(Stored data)
※ ※ ※

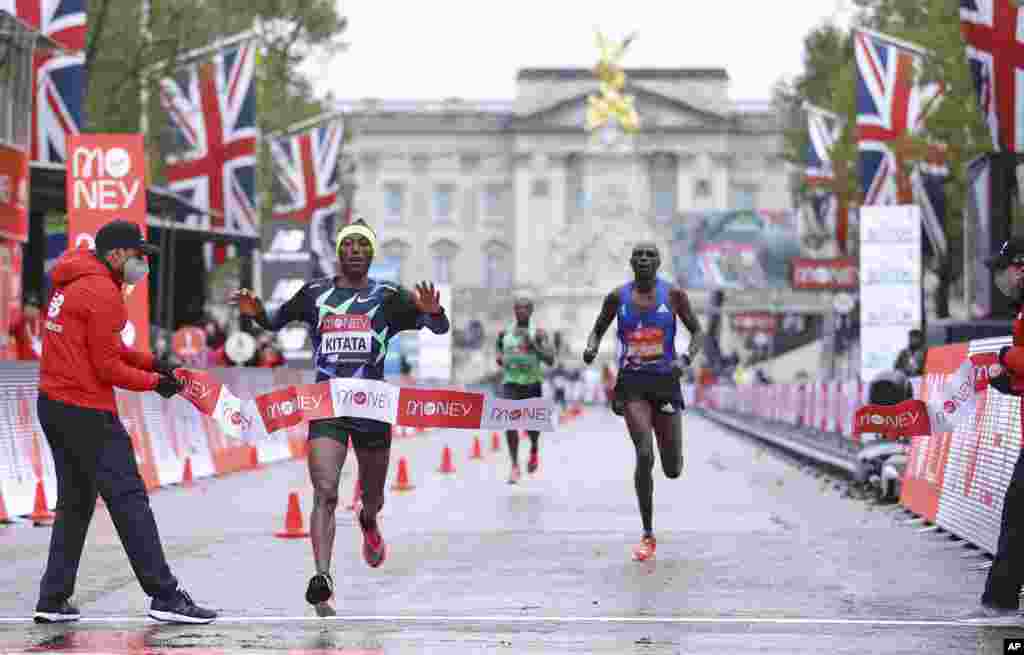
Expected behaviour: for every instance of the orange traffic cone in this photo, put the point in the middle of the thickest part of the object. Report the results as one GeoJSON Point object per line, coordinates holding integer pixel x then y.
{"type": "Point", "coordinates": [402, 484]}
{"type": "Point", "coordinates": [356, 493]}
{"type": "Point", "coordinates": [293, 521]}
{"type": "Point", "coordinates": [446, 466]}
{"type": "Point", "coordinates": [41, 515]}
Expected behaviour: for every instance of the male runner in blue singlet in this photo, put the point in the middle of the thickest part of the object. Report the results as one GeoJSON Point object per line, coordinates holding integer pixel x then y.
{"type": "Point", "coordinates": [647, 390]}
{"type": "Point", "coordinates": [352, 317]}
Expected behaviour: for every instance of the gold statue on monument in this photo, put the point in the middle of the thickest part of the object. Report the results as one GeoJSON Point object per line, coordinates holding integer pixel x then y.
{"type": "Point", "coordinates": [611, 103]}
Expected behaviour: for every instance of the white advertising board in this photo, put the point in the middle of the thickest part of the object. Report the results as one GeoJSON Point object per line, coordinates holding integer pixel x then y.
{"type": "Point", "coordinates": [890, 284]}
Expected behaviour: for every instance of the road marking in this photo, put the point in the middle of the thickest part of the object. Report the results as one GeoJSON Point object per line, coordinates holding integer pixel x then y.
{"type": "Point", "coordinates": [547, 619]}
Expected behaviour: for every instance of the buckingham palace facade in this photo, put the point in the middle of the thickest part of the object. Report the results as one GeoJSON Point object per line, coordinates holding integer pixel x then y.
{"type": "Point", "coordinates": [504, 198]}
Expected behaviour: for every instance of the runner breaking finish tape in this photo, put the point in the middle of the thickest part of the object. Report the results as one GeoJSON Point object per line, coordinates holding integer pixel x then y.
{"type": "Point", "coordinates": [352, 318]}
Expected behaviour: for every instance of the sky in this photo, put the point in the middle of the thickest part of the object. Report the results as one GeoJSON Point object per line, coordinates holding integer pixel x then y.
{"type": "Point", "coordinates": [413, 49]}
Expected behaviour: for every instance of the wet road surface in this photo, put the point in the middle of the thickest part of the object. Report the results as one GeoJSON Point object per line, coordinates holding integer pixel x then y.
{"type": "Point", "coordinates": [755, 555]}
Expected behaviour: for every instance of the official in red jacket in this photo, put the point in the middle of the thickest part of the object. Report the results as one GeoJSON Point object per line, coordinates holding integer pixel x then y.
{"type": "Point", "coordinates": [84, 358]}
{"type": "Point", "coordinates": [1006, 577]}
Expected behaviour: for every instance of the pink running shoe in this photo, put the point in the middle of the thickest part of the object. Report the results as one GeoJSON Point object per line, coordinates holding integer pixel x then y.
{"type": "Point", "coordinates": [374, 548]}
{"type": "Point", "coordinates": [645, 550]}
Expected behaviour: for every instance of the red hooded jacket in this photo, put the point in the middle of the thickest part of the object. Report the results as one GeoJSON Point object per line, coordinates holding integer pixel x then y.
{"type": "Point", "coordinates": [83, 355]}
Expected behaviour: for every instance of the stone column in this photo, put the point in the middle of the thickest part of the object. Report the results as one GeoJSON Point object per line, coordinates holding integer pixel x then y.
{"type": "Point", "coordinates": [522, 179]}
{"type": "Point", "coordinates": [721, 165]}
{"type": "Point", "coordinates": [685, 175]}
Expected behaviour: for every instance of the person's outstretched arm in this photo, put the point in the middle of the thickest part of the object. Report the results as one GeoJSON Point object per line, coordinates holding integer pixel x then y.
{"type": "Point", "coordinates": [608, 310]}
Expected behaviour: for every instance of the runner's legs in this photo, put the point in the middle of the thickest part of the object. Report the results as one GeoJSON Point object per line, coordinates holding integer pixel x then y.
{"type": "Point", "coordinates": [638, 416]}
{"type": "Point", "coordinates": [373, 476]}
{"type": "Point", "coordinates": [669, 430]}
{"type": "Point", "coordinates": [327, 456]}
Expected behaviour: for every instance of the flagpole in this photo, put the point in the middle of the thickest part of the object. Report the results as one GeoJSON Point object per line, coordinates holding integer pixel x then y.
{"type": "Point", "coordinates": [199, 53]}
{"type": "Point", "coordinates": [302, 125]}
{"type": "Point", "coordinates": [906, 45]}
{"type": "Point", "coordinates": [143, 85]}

※ ※ ※

_EXERCISE INSTRUCTIONS_
All of the records above must be copied exactly, except for the pictures.

_THE ANSWER_
Expected behaviour: for every instance of the orange traffic cone in this photo, put the point in the middle of the thickest part of the object. Report the results as one GeoJSON Point object per line, coordinates holding integer pixel x then y.
{"type": "Point", "coordinates": [402, 484]}
{"type": "Point", "coordinates": [356, 493]}
{"type": "Point", "coordinates": [293, 521]}
{"type": "Point", "coordinates": [446, 466]}
{"type": "Point", "coordinates": [41, 515]}
Expected behaviour: for every instance of the male runner in blue singlet in this photo, put the point in the middle of the thickest part of the object. Report the results as one GeoJSON Point object per line, coordinates holding integer pixel x then y.
{"type": "Point", "coordinates": [647, 390]}
{"type": "Point", "coordinates": [352, 317]}
Expected behaviour: for every instance of the gold statue on monument in this photo, put the point in the middle of the thickest part of the object. Report the results as one GeoJSON Point object per line, coordinates holding integer pixel x then y.
{"type": "Point", "coordinates": [611, 103]}
Expected behaviour: for every instance of the white advertising board in this photo, put the point in the middle of the thickest part of the object. Report the results as one GeoJSON Point object per line, coordinates holding integer pixel x then y.
{"type": "Point", "coordinates": [890, 284]}
Expected behaviour: for every instance of the road marking in this photo, put the point in the middle of the thickest part of the object. Report the results as one GeoJSON Point object per line, coordinates holding integer pixel x then y.
{"type": "Point", "coordinates": [547, 619]}
Expected behaviour: for every instance of the buckingham palace facade in this photo, put the point in the middle of the thickest part of the object. Report the results as one GeoJSON Point object per line, coordinates holding integer pixel x then y.
{"type": "Point", "coordinates": [504, 198]}
Expected behaviour: for every instance of the runner breaking finish tape in this photo, put the point in the middle of the thickest part of the object. Report the results as one GeoJSON Point object per line, coordinates holding integer pixel x then y.
{"type": "Point", "coordinates": [352, 318]}
Expected behaviour: for every instance of the sky in this photo, put the point in the middle of the thickest part of the object. Report the results as one GeoJSON Point object per line, coordinates holding integer pixel x then y.
{"type": "Point", "coordinates": [413, 49]}
Expected behaviour: for every instance of the wet road surface in this photo, put the point in the middle of the thickest part of the object. Report the results as one GeoJSON Point object per line, coordinates holding integer pixel x then y.
{"type": "Point", "coordinates": [755, 555]}
Expected behaviour: for every instance of the official in red jacket in this photo, put the point in the middle of the thickest part of the object. Report the results as one GeoJSON Point object per line, coordinates holding integer pixel x then y.
{"type": "Point", "coordinates": [84, 358]}
{"type": "Point", "coordinates": [1006, 577]}
Expected behaviour: for every instance of the pink running shoe in this photo, put the point in the middle of the thickest part of the object. Report the results as one GeoJSON Point object per line, coordinates holding integer pixel x then y.
{"type": "Point", "coordinates": [374, 548]}
{"type": "Point", "coordinates": [645, 550]}
Expected behaviour: for every instance of the red hooded jacket in this photo, put the point in the middle of the thickest part of the object. Report the results as one GeoJSON Point object per line, coordinates holding integer pixel x then y.
{"type": "Point", "coordinates": [83, 355]}
Expected behaviour: for every instance of the stone column in this photo, put the point in the middle of the thickest part of the object. Report the results as one GeoJSON Point object per line, coordinates holding integer pixel x then y.
{"type": "Point", "coordinates": [522, 179]}
{"type": "Point", "coordinates": [721, 165]}
{"type": "Point", "coordinates": [685, 175]}
Expected behaviour: for every instance of the person's outstretched arm in this photo, put the point in the middle of the thickest part of the object. Report the results as one GeoJSON Point object per line, coordinates holding integer pixel x then y.
{"type": "Point", "coordinates": [608, 310]}
Expected behaviour: for every instance of the runner's legs in this photo, put the point in the middle of the thickest part of the object. Report the results as one GeoJSON Point object per line, coordinates holding integer pixel x then y.
{"type": "Point", "coordinates": [638, 416]}
{"type": "Point", "coordinates": [373, 476]}
{"type": "Point", "coordinates": [669, 430]}
{"type": "Point", "coordinates": [327, 456]}
Expected behaviour: for every instance of the flagpole in this photo, put the point in the middle of the thickest part of the object. Report the results as one GeoJSON Point object per line, coordinates holding integer pixel x then y.
{"type": "Point", "coordinates": [199, 53]}
{"type": "Point", "coordinates": [302, 125]}
{"type": "Point", "coordinates": [906, 45]}
{"type": "Point", "coordinates": [143, 85]}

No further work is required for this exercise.